→ **Description de l'exercice**
Recopiez à l'identique les lignes en commençant par celle qui contient "like x=198, y=81." et en terminant par celle qui contient "x=363, y=152", ces deux lignes comprises.

── Données à traiter ──

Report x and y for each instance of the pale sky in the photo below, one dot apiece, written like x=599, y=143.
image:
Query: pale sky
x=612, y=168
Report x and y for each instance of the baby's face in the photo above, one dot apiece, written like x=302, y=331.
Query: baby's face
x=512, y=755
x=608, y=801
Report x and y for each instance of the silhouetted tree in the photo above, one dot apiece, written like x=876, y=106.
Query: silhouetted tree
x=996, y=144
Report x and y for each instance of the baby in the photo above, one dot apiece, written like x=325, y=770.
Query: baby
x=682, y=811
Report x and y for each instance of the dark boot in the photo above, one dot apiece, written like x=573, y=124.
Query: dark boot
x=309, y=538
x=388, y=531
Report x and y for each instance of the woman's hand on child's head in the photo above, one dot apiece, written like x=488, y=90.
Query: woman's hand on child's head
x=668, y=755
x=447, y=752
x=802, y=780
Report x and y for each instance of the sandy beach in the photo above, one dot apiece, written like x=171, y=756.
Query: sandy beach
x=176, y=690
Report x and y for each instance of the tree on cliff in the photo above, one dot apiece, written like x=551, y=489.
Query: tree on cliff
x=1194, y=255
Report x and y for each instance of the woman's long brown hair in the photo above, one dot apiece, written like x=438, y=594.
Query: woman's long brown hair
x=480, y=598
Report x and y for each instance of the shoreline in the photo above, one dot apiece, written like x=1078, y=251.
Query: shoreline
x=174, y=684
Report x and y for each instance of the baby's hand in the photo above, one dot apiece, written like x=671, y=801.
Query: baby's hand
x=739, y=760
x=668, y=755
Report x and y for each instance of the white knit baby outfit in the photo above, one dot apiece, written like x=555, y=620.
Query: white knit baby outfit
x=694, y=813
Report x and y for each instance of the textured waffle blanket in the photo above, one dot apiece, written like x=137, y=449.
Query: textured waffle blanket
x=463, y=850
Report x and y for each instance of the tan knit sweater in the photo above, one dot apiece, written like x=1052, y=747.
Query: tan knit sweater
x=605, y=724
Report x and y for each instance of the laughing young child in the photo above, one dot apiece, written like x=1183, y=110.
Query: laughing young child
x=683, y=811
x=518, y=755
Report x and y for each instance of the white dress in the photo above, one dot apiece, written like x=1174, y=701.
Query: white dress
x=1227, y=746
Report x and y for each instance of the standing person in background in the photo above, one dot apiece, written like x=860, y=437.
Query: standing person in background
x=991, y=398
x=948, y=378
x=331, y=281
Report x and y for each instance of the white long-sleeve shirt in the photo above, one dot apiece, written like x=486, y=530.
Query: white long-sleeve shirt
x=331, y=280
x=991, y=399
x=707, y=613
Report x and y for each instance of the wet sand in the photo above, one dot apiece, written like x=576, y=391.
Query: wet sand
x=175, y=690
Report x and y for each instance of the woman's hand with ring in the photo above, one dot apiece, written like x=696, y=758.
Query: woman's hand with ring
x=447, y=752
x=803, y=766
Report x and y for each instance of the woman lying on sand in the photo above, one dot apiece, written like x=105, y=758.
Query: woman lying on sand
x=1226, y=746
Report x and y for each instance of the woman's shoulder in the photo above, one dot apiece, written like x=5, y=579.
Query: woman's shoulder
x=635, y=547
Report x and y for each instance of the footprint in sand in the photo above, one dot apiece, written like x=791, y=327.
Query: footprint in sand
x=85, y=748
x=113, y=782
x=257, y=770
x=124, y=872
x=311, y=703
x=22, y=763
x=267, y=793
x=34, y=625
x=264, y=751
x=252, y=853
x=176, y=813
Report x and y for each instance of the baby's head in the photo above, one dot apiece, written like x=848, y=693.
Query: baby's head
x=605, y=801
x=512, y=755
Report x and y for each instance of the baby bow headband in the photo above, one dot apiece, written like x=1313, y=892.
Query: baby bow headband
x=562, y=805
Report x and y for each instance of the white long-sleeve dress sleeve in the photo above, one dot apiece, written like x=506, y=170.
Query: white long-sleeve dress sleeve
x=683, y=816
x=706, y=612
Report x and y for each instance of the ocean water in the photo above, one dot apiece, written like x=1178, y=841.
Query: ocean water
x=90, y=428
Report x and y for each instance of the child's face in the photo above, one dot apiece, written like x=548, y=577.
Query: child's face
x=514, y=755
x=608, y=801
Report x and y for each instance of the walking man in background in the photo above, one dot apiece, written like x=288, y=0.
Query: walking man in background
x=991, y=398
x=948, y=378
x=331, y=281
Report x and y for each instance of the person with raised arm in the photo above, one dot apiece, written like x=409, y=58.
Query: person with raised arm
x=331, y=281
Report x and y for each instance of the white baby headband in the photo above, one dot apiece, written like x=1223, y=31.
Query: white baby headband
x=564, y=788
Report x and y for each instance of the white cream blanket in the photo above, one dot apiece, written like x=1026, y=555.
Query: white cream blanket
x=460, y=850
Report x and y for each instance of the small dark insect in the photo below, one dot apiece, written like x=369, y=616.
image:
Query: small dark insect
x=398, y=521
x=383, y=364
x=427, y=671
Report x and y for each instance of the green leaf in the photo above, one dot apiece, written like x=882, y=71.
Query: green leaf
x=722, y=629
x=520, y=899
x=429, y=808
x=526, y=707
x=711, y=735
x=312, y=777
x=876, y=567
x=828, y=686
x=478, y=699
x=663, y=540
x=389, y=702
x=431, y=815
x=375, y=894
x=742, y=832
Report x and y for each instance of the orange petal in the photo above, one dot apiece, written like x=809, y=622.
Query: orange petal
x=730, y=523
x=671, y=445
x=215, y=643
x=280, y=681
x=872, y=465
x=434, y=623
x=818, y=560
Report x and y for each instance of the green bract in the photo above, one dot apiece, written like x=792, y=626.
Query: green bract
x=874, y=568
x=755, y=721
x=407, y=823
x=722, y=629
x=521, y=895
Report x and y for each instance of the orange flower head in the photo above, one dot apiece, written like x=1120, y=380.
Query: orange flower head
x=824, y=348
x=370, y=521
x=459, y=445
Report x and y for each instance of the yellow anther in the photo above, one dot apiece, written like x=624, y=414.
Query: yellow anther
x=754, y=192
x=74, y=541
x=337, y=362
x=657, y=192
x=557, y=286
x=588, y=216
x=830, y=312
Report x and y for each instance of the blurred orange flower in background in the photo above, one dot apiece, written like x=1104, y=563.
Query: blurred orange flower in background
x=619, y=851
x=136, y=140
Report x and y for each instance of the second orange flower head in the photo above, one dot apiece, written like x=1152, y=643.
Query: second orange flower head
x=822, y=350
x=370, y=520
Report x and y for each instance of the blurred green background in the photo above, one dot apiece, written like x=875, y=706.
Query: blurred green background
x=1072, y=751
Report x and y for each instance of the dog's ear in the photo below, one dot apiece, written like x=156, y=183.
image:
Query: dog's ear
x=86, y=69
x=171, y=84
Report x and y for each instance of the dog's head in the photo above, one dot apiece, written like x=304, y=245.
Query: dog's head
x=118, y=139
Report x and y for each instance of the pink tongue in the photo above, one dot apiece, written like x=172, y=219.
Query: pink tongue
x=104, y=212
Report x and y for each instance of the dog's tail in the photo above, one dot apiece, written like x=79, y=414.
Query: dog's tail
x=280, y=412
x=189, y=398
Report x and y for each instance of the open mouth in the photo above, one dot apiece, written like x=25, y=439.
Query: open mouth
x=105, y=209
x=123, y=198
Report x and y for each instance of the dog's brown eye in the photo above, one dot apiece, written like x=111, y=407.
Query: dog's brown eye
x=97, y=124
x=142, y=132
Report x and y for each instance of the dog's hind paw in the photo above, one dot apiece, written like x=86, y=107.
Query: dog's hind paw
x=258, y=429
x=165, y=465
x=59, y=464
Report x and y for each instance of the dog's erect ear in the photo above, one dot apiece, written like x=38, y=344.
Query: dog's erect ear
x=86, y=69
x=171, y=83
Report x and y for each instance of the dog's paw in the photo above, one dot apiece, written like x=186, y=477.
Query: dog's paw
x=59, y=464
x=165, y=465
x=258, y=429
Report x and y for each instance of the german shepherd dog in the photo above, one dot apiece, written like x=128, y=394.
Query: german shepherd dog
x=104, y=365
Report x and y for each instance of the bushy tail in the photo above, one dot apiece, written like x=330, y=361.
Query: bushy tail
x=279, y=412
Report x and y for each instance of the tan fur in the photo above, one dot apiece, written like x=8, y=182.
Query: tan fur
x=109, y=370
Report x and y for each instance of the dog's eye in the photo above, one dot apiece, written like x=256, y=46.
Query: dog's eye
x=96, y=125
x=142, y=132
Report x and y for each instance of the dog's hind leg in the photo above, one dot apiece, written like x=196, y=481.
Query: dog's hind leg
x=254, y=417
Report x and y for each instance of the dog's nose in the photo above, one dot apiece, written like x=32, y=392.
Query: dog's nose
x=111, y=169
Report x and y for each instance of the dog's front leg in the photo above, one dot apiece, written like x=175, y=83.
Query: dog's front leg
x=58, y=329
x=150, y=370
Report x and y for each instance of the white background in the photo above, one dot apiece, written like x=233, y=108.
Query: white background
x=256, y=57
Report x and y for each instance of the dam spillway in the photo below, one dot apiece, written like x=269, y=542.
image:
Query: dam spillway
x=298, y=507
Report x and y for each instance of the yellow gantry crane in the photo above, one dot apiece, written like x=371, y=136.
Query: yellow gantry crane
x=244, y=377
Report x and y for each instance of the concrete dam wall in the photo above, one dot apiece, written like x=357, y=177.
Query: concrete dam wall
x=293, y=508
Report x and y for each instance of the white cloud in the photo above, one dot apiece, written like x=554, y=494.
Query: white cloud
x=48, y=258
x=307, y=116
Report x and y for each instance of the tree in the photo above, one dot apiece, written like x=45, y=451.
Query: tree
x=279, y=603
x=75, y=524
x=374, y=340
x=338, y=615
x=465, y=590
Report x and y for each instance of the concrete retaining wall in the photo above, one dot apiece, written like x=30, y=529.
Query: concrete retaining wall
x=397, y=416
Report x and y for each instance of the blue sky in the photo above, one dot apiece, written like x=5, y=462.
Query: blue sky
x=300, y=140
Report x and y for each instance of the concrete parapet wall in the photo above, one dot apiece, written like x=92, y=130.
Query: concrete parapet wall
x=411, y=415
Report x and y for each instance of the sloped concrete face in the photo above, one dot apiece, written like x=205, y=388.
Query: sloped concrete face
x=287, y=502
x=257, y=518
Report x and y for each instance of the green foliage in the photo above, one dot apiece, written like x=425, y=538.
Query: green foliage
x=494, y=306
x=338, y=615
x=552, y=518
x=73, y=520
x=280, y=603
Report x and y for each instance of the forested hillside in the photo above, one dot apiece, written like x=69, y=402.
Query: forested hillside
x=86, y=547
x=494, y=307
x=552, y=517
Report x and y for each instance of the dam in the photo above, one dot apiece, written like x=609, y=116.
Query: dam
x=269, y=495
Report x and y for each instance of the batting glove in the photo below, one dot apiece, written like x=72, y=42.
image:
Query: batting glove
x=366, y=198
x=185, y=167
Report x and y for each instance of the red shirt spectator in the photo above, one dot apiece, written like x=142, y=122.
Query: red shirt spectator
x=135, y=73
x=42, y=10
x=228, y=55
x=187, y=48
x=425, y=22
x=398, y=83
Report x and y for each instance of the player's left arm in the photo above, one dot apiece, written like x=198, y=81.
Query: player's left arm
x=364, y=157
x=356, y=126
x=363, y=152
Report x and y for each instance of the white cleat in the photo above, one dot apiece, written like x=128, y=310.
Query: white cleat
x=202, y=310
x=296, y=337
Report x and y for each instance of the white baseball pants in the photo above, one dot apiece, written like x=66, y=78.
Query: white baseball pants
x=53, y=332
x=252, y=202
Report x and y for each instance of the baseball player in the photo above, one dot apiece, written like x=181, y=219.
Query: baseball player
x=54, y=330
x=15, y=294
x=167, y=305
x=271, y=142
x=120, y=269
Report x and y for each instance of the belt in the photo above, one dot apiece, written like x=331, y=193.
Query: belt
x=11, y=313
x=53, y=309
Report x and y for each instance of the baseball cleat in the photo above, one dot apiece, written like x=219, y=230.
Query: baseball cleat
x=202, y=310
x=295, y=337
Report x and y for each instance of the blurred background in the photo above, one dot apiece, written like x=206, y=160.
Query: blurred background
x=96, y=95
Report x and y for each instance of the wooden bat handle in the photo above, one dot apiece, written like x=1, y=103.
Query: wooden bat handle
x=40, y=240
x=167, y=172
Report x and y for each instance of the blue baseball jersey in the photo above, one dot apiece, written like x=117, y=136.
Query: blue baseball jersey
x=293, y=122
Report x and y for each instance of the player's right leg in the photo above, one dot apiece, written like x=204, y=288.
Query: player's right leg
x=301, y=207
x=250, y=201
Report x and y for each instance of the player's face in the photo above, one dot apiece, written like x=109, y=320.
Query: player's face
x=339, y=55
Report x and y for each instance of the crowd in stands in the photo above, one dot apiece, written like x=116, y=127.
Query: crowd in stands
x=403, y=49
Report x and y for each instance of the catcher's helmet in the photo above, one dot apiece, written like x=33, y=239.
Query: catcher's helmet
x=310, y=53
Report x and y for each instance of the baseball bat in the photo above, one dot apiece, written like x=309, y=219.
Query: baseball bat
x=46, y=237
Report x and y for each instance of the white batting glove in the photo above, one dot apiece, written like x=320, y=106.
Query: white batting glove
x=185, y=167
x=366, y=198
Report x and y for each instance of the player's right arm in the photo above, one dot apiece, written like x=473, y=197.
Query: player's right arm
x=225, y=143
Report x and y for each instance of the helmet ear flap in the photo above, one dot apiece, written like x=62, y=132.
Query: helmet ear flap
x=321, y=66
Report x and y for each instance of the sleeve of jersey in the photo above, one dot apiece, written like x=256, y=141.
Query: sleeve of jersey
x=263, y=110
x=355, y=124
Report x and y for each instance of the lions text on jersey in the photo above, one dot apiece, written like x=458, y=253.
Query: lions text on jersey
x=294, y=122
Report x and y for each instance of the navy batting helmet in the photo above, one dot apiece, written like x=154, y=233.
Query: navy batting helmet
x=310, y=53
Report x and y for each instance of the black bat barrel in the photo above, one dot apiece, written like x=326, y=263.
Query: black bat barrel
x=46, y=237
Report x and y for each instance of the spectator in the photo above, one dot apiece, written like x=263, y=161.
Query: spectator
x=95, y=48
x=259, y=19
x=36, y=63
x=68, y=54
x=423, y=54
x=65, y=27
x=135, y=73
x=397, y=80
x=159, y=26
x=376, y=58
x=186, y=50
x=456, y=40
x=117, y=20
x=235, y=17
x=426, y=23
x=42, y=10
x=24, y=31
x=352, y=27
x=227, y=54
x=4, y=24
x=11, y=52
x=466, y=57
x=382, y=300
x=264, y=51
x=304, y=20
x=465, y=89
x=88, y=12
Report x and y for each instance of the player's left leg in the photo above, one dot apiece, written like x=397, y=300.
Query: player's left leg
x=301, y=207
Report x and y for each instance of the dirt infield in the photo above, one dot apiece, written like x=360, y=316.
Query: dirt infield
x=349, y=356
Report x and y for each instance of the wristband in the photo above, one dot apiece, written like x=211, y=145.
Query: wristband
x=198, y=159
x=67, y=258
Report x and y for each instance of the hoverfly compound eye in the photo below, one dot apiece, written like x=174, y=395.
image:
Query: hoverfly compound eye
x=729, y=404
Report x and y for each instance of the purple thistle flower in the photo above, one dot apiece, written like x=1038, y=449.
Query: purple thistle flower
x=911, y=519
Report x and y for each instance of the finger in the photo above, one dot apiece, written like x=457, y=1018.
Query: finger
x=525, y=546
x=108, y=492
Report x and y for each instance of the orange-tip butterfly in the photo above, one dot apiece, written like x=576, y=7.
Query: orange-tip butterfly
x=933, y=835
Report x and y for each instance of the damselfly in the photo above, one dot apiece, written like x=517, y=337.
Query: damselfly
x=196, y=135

───

→ **Résultat ci-dessous**
Report x and y for each instance of the player's left arm in the photo above, one dot apiece, written like x=198, y=81.
Query: player's left arm
x=364, y=157
x=356, y=126
x=363, y=152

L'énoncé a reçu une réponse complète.